Exercise brief
Pull out every line of the items below that contains the string "street", treating uppercase and lowercase as different.

──────── Input material

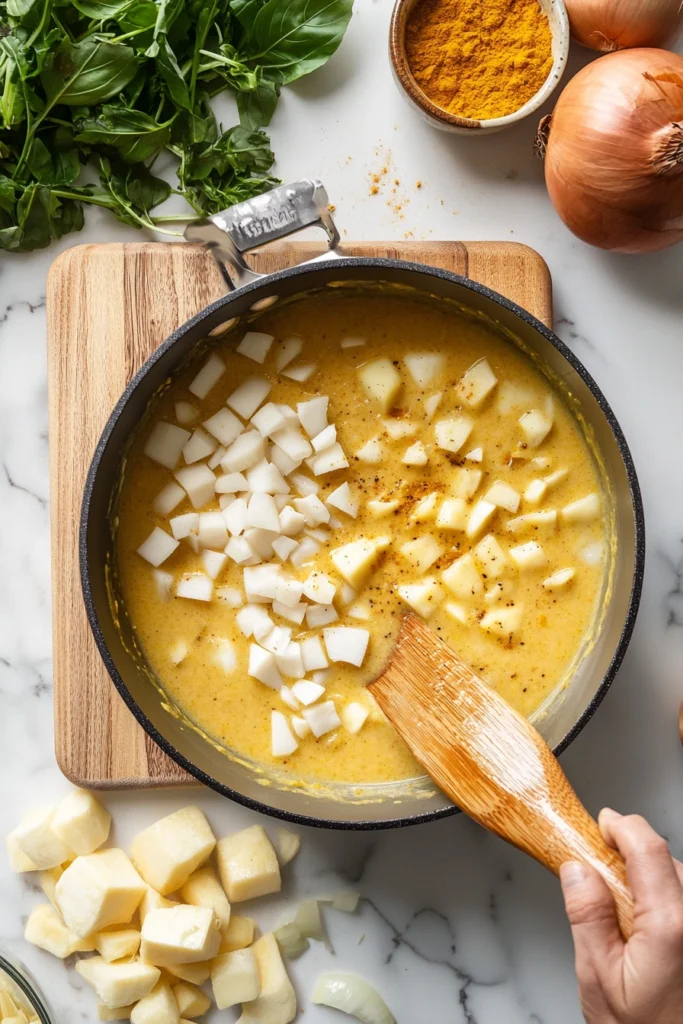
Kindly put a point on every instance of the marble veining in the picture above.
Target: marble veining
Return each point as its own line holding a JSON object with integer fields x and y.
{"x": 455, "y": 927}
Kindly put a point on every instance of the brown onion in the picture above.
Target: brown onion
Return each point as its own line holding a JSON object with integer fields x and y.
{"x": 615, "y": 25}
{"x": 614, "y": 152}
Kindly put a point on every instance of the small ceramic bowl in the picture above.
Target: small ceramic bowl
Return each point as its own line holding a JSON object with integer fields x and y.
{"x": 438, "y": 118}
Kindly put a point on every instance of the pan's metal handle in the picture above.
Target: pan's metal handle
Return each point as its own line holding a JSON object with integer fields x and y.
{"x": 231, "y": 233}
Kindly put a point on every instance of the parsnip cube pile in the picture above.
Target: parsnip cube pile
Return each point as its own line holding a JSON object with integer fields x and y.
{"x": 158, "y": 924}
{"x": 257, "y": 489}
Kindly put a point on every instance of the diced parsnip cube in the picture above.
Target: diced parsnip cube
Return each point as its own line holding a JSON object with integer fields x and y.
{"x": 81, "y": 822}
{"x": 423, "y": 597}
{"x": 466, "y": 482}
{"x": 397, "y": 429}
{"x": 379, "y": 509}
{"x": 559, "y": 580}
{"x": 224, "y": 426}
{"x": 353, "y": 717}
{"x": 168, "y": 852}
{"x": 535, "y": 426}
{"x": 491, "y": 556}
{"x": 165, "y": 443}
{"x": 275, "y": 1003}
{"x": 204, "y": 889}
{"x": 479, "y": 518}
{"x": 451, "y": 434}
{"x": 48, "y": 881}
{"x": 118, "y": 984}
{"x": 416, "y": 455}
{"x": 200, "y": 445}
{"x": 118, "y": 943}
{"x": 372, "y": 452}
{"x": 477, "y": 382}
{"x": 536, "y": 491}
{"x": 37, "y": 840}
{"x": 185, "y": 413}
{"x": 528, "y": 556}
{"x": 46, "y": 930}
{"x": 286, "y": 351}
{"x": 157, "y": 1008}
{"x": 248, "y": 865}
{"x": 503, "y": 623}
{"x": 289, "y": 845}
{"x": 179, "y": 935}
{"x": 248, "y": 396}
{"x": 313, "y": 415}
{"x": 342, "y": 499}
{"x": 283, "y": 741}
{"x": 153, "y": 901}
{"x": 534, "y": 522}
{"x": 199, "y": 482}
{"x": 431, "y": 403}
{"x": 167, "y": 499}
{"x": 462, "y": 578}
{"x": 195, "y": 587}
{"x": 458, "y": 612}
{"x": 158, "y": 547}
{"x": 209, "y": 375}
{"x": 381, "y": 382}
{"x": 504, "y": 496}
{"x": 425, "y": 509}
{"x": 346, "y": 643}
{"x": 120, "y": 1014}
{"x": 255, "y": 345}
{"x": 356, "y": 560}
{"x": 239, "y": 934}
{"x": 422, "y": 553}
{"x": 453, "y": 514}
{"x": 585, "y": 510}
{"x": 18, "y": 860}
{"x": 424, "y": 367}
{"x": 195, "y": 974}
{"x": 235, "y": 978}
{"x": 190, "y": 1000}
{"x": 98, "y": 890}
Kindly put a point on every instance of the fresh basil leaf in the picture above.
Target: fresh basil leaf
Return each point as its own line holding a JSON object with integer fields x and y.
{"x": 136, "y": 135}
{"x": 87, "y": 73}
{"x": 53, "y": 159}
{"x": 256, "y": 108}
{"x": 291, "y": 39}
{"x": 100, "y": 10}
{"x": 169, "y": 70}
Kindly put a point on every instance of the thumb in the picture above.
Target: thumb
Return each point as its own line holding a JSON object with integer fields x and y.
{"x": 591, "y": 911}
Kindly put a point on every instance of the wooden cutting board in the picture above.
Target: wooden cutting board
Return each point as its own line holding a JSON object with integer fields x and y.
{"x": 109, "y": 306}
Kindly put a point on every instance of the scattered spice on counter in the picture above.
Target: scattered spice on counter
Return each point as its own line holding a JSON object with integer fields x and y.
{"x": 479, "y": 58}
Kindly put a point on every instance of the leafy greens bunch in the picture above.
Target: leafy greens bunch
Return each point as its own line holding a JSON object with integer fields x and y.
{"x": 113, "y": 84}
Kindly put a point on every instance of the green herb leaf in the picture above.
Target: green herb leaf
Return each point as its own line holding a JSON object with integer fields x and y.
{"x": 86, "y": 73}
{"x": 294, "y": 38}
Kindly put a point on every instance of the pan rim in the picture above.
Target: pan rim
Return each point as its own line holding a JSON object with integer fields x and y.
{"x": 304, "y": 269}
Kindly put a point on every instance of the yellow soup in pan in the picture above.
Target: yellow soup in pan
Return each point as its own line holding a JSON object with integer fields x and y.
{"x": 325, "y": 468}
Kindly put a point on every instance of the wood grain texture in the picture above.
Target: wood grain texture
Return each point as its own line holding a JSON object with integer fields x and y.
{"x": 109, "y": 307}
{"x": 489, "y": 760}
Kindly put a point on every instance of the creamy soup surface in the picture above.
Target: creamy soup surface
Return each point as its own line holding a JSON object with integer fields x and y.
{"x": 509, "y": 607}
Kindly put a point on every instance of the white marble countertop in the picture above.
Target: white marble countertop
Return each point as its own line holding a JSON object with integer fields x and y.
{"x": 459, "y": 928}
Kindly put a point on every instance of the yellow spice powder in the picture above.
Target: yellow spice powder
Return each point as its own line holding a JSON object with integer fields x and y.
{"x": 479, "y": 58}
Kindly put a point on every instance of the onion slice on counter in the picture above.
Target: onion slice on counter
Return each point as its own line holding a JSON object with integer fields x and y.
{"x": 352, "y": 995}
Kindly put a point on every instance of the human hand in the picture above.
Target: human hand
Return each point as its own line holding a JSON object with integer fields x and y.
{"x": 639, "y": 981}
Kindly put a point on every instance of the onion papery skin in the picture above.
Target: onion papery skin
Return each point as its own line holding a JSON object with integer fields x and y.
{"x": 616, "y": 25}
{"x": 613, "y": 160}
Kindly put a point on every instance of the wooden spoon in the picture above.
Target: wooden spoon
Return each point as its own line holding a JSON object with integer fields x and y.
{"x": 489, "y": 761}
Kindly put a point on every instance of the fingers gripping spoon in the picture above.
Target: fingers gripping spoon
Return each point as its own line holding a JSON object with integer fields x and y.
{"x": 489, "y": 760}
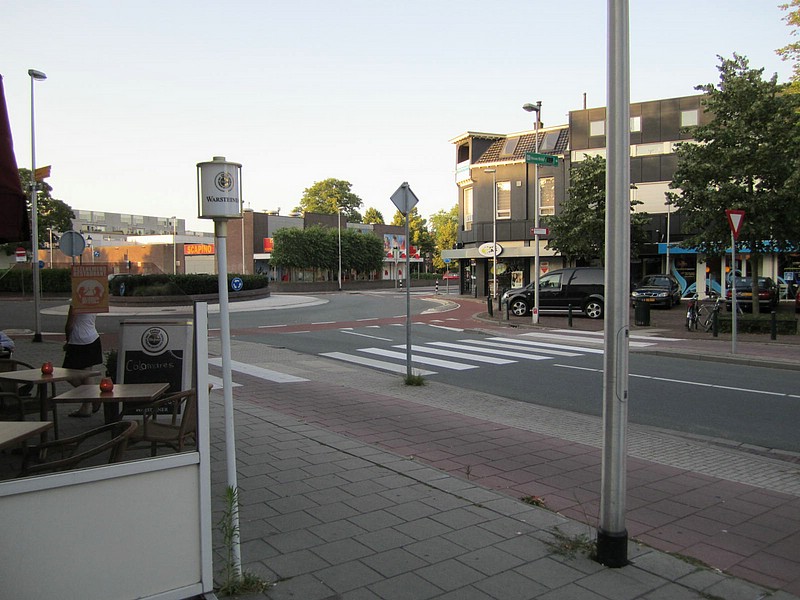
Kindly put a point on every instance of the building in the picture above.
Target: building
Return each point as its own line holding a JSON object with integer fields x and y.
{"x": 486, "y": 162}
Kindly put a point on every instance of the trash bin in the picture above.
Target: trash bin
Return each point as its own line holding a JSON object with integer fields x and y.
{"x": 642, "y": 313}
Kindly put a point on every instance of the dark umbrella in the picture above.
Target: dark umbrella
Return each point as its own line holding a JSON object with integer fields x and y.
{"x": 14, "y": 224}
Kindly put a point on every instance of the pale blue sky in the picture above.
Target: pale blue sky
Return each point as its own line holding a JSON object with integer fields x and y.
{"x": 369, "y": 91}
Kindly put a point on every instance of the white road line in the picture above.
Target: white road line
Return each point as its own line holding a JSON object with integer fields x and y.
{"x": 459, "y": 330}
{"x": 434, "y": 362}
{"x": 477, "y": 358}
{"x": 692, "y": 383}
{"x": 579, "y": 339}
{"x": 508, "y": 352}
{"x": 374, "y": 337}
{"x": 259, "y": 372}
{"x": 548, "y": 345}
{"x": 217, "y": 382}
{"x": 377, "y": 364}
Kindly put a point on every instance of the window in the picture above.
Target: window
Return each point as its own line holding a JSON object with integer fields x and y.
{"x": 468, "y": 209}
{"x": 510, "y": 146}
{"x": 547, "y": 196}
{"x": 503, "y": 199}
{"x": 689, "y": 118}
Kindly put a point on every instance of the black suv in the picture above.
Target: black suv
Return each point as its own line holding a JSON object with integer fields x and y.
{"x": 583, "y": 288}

────────────────
──────── Input material

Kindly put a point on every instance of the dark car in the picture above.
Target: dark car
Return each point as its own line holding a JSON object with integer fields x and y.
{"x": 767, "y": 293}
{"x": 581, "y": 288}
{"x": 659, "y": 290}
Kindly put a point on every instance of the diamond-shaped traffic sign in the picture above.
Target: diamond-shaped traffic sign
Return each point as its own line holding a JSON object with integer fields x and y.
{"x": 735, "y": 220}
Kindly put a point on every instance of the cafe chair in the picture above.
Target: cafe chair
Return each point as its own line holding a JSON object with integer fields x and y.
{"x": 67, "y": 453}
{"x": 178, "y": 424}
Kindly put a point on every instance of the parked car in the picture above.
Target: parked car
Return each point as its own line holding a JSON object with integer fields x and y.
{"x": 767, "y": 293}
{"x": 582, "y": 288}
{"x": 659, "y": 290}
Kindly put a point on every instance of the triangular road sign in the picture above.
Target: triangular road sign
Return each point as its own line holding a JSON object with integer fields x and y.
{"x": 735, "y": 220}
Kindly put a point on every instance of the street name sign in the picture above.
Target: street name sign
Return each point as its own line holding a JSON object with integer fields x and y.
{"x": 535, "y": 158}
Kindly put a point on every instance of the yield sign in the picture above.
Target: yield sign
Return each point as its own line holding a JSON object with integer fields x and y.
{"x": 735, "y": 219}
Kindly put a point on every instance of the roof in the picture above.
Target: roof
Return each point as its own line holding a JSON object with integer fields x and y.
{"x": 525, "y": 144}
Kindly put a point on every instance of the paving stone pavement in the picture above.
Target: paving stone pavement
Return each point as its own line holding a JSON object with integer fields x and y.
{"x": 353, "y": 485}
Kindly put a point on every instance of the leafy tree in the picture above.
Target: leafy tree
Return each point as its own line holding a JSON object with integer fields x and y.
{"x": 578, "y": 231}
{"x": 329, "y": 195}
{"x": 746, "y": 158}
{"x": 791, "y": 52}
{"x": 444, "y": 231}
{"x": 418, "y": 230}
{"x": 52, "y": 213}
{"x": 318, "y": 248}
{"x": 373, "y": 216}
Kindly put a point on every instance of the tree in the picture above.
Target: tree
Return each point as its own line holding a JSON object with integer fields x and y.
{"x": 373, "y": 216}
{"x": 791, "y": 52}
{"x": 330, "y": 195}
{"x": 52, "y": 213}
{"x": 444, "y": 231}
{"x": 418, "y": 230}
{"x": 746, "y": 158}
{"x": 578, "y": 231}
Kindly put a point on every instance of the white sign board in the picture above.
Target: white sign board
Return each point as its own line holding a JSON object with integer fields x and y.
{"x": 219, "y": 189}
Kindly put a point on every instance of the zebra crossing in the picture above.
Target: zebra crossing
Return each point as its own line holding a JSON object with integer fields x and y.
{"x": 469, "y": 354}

────────────────

Task solution
Kindly put a point on every instance of the street name sign in the picture above.
Target: street name sign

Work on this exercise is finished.